*To do:*
Below are some records. Write out the line that contains "# place one dot on each instance of the slender" and all lines after it, exactly, but not the pictures.

▼▼▼

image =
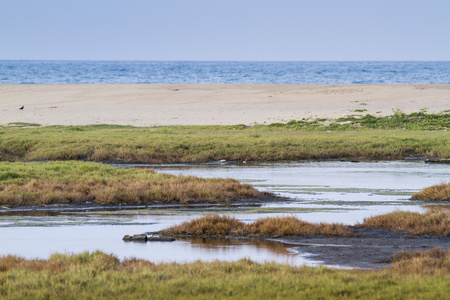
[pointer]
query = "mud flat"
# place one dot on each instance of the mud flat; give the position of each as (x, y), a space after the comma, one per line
(372, 251)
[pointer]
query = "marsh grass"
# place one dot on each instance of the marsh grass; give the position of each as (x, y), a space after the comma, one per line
(435, 222)
(98, 275)
(79, 182)
(436, 193)
(215, 225)
(181, 144)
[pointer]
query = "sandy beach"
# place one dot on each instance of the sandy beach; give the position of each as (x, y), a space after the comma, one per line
(210, 104)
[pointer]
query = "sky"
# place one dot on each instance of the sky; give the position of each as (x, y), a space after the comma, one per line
(230, 30)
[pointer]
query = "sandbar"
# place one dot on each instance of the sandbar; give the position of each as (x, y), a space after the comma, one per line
(210, 104)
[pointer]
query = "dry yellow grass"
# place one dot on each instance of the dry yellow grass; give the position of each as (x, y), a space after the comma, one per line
(434, 222)
(79, 182)
(435, 193)
(422, 262)
(215, 225)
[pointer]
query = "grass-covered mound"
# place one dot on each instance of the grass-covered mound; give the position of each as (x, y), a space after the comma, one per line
(79, 182)
(101, 276)
(435, 222)
(179, 144)
(215, 225)
(435, 193)
(422, 262)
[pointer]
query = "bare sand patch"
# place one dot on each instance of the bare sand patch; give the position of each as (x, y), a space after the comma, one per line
(210, 104)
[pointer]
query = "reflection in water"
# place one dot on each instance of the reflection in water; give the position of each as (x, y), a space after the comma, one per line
(342, 192)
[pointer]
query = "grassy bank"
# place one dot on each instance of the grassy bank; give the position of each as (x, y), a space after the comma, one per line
(98, 275)
(80, 182)
(311, 140)
(435, 222)
(215, 225)
(435, 193)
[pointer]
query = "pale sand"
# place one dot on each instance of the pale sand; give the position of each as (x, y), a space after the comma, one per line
(209, 104)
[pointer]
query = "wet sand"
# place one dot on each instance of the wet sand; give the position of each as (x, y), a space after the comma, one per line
(210, 104)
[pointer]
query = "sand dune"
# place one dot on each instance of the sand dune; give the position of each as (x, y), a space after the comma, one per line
(162, 104)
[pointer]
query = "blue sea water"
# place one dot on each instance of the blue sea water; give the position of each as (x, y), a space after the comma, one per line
(179, 72)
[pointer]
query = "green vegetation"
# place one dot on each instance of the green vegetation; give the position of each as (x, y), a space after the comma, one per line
(436, 193)
(80, 182)
(101, 276)
(399, 120)
(215, 225)
(296, 140)
(434, 222)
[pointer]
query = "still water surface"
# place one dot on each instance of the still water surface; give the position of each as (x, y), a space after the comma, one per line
(328, 191)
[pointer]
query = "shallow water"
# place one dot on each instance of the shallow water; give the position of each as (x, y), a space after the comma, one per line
(328, 191)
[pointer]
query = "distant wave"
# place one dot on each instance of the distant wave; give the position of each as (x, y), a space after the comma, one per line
(180, 72)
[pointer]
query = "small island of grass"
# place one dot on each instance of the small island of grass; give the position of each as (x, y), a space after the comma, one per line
(436, 193)
(75, 182)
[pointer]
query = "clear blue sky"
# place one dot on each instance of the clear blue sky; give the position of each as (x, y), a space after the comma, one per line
(290, 30)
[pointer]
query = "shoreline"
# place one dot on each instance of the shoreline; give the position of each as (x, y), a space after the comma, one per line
(145, 105)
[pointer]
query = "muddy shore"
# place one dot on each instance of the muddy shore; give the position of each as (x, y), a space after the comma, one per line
(372, 251)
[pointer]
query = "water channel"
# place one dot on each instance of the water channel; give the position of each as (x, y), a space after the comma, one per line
(328, 191)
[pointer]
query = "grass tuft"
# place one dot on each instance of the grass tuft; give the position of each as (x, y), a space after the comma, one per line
(215, 225)
(435, 222)
(435, 193)
(101, 276)
(422, 262)
(79, 182)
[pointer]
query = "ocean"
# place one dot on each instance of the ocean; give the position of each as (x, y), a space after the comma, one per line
(185, 72)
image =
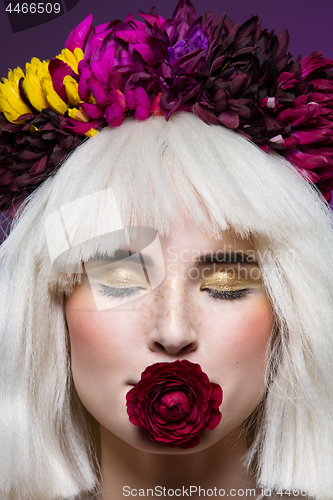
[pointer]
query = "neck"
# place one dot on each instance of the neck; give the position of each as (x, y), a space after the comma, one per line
(220, 466)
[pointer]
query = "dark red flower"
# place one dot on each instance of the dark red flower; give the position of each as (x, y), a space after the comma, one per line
(174, 403)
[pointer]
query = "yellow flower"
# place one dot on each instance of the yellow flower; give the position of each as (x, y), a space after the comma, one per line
(36, 70)
(72, 91)
(78, 114)
(11, 102)
(70, 58)
(54, 101)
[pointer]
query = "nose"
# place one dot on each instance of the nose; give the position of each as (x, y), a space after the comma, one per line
(173, 331)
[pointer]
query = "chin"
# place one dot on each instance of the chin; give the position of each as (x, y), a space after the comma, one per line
(139, 440)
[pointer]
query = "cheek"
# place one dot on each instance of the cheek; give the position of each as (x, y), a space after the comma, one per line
(241, 343)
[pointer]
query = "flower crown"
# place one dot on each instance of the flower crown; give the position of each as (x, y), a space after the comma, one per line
(240, 77)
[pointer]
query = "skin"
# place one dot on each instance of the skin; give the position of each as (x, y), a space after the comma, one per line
(229, 338)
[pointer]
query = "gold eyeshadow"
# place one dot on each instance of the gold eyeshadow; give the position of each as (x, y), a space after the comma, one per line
(233, 279)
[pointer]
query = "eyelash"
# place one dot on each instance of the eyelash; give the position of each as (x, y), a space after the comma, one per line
(226, 294)
(111, 291)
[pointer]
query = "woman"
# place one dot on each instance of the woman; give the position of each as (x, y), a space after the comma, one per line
(176, 242)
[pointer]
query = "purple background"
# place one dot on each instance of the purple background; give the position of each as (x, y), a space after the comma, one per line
(309, 23)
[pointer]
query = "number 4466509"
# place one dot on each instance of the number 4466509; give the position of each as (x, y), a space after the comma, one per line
(34, 8)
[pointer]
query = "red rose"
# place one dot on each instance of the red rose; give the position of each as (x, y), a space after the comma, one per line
(174, 402)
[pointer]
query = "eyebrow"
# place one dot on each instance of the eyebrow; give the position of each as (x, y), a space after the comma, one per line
(231, 257)
(121, 254)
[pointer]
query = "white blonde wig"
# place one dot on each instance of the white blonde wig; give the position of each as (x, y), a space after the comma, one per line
(216, 179)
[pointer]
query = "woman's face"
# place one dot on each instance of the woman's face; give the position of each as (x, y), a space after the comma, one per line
(209, 310)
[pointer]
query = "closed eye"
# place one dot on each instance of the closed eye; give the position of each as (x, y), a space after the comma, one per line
(226, 294)
(111, 291)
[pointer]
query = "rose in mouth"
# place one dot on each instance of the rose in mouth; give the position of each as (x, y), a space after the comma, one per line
(174, 402)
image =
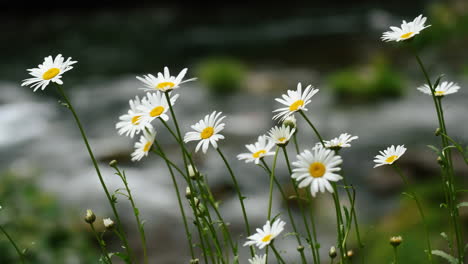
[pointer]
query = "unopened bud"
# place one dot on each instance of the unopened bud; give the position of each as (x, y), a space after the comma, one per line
(332, 253)
(90, 217)
(396, 241)
(108, 223)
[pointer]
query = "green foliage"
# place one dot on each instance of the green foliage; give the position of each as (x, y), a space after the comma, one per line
(376, 81)
(39, 225)
(221, 75)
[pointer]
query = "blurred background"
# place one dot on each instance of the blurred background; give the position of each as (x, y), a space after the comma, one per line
(244, 57)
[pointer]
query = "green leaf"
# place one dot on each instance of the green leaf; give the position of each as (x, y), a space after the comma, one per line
(446, 256)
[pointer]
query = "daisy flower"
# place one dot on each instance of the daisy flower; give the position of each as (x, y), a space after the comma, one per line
(340, 142)
(258, 259)
(260, 149)
(317, 169)
(206, 131)
(281, 135)
(132, 122)
(164, 82)
(143, 146)
(442, 89)
(294, 101)
(407, 30)
(50, 71)
(390, 155)
(155, 106)
(264, 237)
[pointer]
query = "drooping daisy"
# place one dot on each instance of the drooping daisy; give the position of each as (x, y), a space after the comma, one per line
(317, 168)
(258, 259)
(264, 237)
(132, 122)
(50, 70)
(340, 142)
(143, 146)
(442, 89)
(164, 82)
(260, 149)
(294, 101)
(390, 155)
(206, 131)
(407, 30)
(281, 135)
(155, 106)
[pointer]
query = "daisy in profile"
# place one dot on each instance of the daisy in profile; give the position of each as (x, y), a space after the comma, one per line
(258, 259)
(294, 101)
(390, 155)
(206, 131)
(442, 89)
(143, 146)
(132, 122)
(316, 169)
(155, 106)
(260, 149)
(264, 236)
(50, 70)
(407, 30)
(281, 135)
(164, 82)
(340, 142)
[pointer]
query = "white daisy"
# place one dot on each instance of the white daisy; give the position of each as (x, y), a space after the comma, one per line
(260, 149)
(155, 106)
(50, 71)
(294, 101)
(442, 89)
(164, 82)
(407, 30)
(317, 169)
(258, 259)
(143, 146)
(264, 237)
(206, 131)
(281, 135)
(132, 122)
(390, 155)
(340, 142)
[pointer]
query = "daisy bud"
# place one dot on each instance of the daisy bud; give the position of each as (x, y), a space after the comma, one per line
(90, 217)
(332, 253)
(396, 241)
(108, 223)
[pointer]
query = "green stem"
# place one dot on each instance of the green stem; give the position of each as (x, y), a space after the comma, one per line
(101, 180)
(421, 212)
(313, 127)
(12, 242)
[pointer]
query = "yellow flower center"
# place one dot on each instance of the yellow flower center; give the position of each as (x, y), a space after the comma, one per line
(317, 169)
(407, 35)
(163, 85)
(294, 106)
(258, 153)
(50, 73)
(136, 120)
(207, 133)
(147, 146)
(391, 158)
(266, 238)
(157, 111)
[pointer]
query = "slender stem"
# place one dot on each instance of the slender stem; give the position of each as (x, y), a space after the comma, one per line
(101, 244)
(12, 242)
(101, 180)
(239, 196)
(313, 127)
(421, 212)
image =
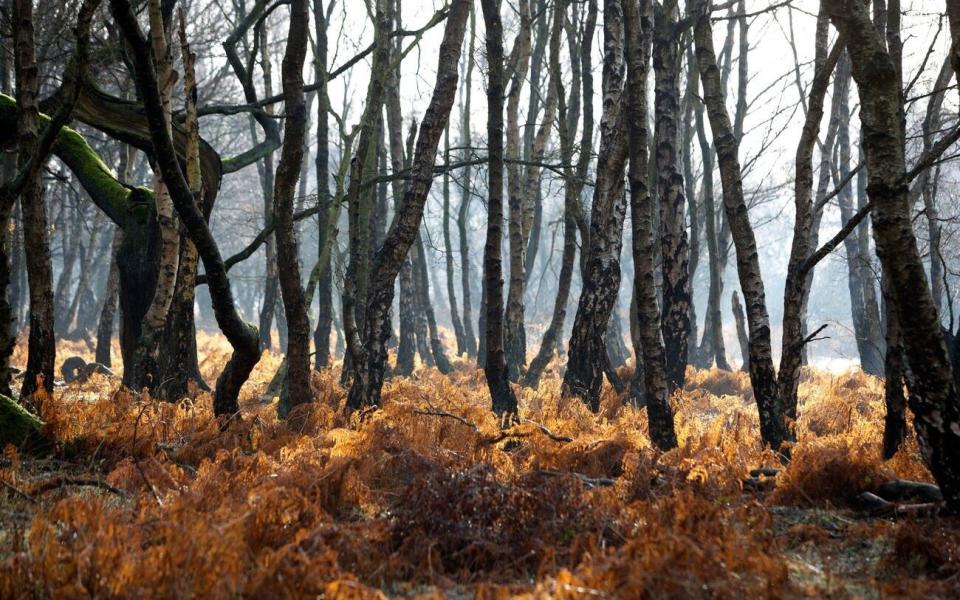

▲▲▲

*Task output:*
# place one dot on each instance of the slender stem; give the position of each as (x, y), a space after the comma, one per line
(101, 244)
(12, 242)
(101, 180)
(239, 196)
(313, 127)
(421, 212)
image =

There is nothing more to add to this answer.